--- begin Information provided ---

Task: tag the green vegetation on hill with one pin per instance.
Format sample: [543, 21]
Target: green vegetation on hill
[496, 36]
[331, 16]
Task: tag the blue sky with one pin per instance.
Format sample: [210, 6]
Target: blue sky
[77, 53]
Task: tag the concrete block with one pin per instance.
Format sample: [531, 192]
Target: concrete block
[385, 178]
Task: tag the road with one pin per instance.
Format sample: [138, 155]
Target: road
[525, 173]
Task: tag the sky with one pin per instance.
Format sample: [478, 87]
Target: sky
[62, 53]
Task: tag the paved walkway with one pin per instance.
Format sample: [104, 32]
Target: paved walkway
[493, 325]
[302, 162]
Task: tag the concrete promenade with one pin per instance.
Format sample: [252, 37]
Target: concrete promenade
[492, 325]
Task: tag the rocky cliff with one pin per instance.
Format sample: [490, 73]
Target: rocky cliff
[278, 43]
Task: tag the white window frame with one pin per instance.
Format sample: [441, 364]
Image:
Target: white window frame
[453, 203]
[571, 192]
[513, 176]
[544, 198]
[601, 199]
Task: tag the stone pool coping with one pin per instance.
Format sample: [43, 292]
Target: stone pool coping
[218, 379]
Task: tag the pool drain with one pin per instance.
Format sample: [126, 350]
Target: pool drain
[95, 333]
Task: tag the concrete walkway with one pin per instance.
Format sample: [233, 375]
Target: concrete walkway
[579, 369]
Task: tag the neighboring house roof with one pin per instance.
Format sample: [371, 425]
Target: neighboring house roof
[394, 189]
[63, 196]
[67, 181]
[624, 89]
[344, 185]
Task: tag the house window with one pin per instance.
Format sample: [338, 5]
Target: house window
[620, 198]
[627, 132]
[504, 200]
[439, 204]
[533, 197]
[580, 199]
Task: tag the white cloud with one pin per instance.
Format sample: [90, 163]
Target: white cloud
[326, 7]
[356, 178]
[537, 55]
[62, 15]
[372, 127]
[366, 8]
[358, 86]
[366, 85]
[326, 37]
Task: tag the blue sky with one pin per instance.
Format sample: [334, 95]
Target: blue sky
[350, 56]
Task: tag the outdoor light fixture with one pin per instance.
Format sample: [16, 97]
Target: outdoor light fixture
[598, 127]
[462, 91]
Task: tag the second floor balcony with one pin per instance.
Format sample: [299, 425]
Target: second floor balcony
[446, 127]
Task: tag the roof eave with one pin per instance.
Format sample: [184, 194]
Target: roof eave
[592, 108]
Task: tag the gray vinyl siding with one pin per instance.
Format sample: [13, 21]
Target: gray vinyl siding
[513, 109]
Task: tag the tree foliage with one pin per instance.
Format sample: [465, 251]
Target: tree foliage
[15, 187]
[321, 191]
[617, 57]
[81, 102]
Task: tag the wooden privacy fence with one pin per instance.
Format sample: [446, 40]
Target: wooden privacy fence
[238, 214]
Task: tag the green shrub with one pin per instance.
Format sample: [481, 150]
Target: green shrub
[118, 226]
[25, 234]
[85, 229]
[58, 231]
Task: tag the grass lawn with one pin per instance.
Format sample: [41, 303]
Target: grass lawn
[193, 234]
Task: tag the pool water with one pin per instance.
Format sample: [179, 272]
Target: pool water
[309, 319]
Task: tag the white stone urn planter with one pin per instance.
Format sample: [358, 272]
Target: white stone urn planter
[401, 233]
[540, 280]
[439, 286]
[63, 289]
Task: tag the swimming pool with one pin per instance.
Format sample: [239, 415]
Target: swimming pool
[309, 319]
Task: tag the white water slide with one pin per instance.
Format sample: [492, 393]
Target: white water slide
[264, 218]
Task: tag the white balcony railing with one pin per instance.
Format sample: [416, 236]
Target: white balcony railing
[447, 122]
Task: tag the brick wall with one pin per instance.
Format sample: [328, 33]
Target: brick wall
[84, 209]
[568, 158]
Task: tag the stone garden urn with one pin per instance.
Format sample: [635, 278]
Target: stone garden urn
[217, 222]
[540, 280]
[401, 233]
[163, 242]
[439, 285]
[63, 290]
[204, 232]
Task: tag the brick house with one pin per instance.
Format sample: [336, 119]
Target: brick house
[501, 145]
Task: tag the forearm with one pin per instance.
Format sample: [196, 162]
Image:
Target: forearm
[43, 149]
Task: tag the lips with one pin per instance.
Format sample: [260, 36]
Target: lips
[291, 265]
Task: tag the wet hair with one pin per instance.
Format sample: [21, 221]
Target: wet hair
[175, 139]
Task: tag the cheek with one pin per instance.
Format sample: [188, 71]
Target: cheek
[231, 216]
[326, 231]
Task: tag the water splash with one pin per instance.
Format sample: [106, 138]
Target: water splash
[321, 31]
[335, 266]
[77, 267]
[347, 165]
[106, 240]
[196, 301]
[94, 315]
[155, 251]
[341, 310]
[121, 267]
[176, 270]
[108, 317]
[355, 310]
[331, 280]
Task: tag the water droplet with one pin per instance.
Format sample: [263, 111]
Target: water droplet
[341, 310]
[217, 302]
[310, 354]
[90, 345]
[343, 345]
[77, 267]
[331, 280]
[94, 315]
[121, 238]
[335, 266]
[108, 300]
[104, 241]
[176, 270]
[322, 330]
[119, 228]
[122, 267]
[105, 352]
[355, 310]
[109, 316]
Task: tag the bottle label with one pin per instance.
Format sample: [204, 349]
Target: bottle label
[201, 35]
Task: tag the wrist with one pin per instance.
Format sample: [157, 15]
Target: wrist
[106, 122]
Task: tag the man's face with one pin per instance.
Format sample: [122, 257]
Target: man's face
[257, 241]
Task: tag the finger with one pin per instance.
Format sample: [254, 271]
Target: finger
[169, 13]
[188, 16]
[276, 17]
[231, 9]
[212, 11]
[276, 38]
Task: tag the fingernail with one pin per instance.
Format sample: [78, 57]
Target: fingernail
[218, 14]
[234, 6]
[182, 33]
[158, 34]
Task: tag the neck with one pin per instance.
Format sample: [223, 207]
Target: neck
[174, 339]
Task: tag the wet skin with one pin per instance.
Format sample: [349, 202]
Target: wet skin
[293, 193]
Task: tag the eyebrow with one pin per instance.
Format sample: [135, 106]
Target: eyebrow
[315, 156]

--- end Information provided ---

Reproduce all of the material above with "one pin per instance" renamed to "one marker per instance" wherever it occurs, keeping everything else identical.

Task: tag the green vegetation on hill with one marker per instance.
Format sample: [543, 21]
Target: green vegetation on hill
[496, 36]
[331, 16]
Task: tag the blue sky with one marker per instance.
Format sample: [210, 6]
Target: blue sky
[77, 53]
Task: tag the concrete block with one marker per instance.
Format sample: [531, 192]
Target: concrete block
[385, 178]
Task: tag the road with one marker per instance.
Format sample: [138, 155]
Target: road
[525, 173]
Task: tag the sky with one marker per instance.
Format sample: [478, 87]
Target: sky
[62, 53]
Task: tag the paved walkway with one marker per instance.
Format sample: [104, 32]
Target: paved walkway
[493, 325]
[302, 162]
Task: tag the concrete promenade with one marker per instance.
Format sample: [252, 37]
Target: concrete promenade
[492, 325]
Task: tag the rocky cliff with one marker per instance.
Format sample: [490, 73]
Target: rocky cliff
[278, 43]
Task: tag the white window frame with one marker per instance.
Format sample: [441, 364]
Image:
Target: white window frame
[453, 203]
[571, 192]
[513, 176]
[544, 198]
[601, 199]
Task: tag the stone pool coping with one marker per instance.
Format sample: [43, 292]
Target: stone pool coping
[218, 379]
Task: tag the pool drain with one marker per instance.
Format sample: [126, 350]
Target: pool drain
[95, 333]
Task: tag the concrete walkway with one marker per instance.
Format sample: [233, 375]
Target: concrete walkway
[579, 369]
Task: tag the neighboring house roof with one marker per instance.
Format sample: [371, 425]
Target: neighboring house roof
[394, 189]
[63, 196]
[67, 181]
[624, 89]
[344, 185]
Task: tag the house window with one marker per instance.
Format sample: [338, 5]
Target: house window
[620, 198]
[627, 132]
[504, 200]
[439, 204]
[533, 197]
[580, 199]
Task: tag the white cloud with one marker per instance.
Format sample: [90, 163]
Target: white cloud
[326, 7]
[356, 178]
[537, 55]
[62, 15]
[372, 127]
[366, 8]
[358, 86]
[366, 85]
[326, 37]
Task: tag the blue sky with one marker per instance.
Format sample: [334, 95]
Target: blue sky
[350, 56]
Task: tag the outdoor light fixture with one marker per instance.
Format sample: [16, 97]
Target: outdoor light fixture
[598, 127]
[462, 91]
Task: tag the second floor balcony with one marker per instance.
Format sample: [299, 425]
Target: second floor balcony
[446, 127]
Task: tag the roof eave with one marker per instance.
Format sample: [184, 194]
Target: roof eave
[592, 108]
Task: tag the gray vinyl siding with one marker per instance.
Format sample: [13, 21]
Target: gray vinyl siding
[513, 109]
Task: tag the tree foliage with one marker per instance.
Format sample: [465, 251]
Target: tree foliage
[15, 187]
[321, 191]
[617, 57]
[81, 102]
Task: tag the wooden privacy fence with one marker per instance.
Format sample: [446, 40]
Target: wooden privacy fence
[238, 214]
Task: tag the green shrub with one marker per instance.
Format sample: [481, 150]
Target: green shrub
[118, 226]
[25, 234]
[85, 229]
[58, 231]
Task: tag the grass lawn with one marker per instance.
Format sample: [41, 303]
Target: grass lawn
[193, 234]
Task: tag the pool water with one marker per instance.
Format sample: [179, 272]
Target: pool water
[309, 319]
Task: tag the white stone urn planter with one marker per instance.
Format sample: [358, 272]
Target: white stone urn planter
[401, 233]
[540, 280]
[439, 286]
[63, 289]
Task: tag the swimming pool with one marker per instance.
Format sample: [239, 415]
Target: swimming pool
[309, 319]
Task: tag the white water slide with one marker per instance.
Format sample: [492, 393]
Target: white water slide
[264, 218]
Task: tag the white balcony railing with one marker per instance.
Format sample: [416, 236]
Target: white balcony railing
[447, 122]
Task: tag the brick wall with one marker per instance.
Format sample: [328, 33]
Target: brick wall
[84, 209]
[568, 158]
Task: tag the stone garden urn with one marker per instance.
Format sample: [635, 278]
Target: stone garden urn
[217, 222]
[540, 280]
[401, 233]
[163, 242]
[439, 285]
[63, 290]
[204, 232]
Task: tag the brick house with one marker per instance.
Format sample: [336, 119]
Target: brick house
[501, 145]
Task: tag the forearm with one marker per instance.
Format sample: [196, 162]
Image:
Target: forearm
[43, 149]
Task: tag the lips with one marker per instance.
Format sample: [260, 36]
Target: lips
[291, 265]
Task: tag the wet hair with one marker per instance.
Format sample: [21, 221]
Target: wet hair
[175, 139]
Task: tag the cheek with one marker per instance.
Format sample: [188, 71]
Target: cheek
[231, 216]
[326, 231]
Task: tag the water splash with one marker per instance.
Format sample: [106, 138]
Target: water splash
[321, 31]
[335, 266]
[77, 267]
[347, 165]
[106, 240]
[196, 301]
[94, 315]
[155, 251]
[341, 310]
[121, 267]
[176, 270]
[108, 317]
[355, 310]
[331, 280]
Task: tag the water droplet with one marker per instance.
Format sample: [263, 111]
Target: water droplet
[341, 310]
[217, 302]
[310, 354]
[90, 345]
[343, 345]
[77, 267]
[331, 280]
[94, 315]
[121, 238]
[335, 266]
[108, 300]
[104, 241]
[176, 270]
[322, 330]
[119, 228]
[122, 267]
[105, 352]
[355, 310]
[109, 316]
Task: tag the bottle label with one marker per instance.
Format sample: [204, 349]
Target: bottle label
[201, 35]
Task: tag the wrist with one marker per instance.
Format sample: [157, 15]
Target: wrist
[106, 122]
Task: tag the man's face with one marker per instance.
Format sample: [122, 257]
Target: man's face
[257, 241]
Task: tag the finger with one marker per instance.
Format sample: [254, 271]
Target: finger
[169, 13]
[188, 16]
[276, 17]
[231, 9]
[212, 11]
[276, 38]
Task: tag the fingernail with one marker per instance.
Format sample: [78, 57]
Target: fingernail
[218, 14]
[234, 6]
[182, 33]
[158, 34]
Task: tag the neck with one marker per instance.
Format sample: [223, 207]
Target: neck
[174, 339]
Task: tag the wet skin with one marker per instance.
Format sample: [349, 202]
Target: wet skin
[293, 193]
Task: tag the eyebrow with one marker per instance.
Format sample: [135, 106]
Target: eyebrow
[315, 156]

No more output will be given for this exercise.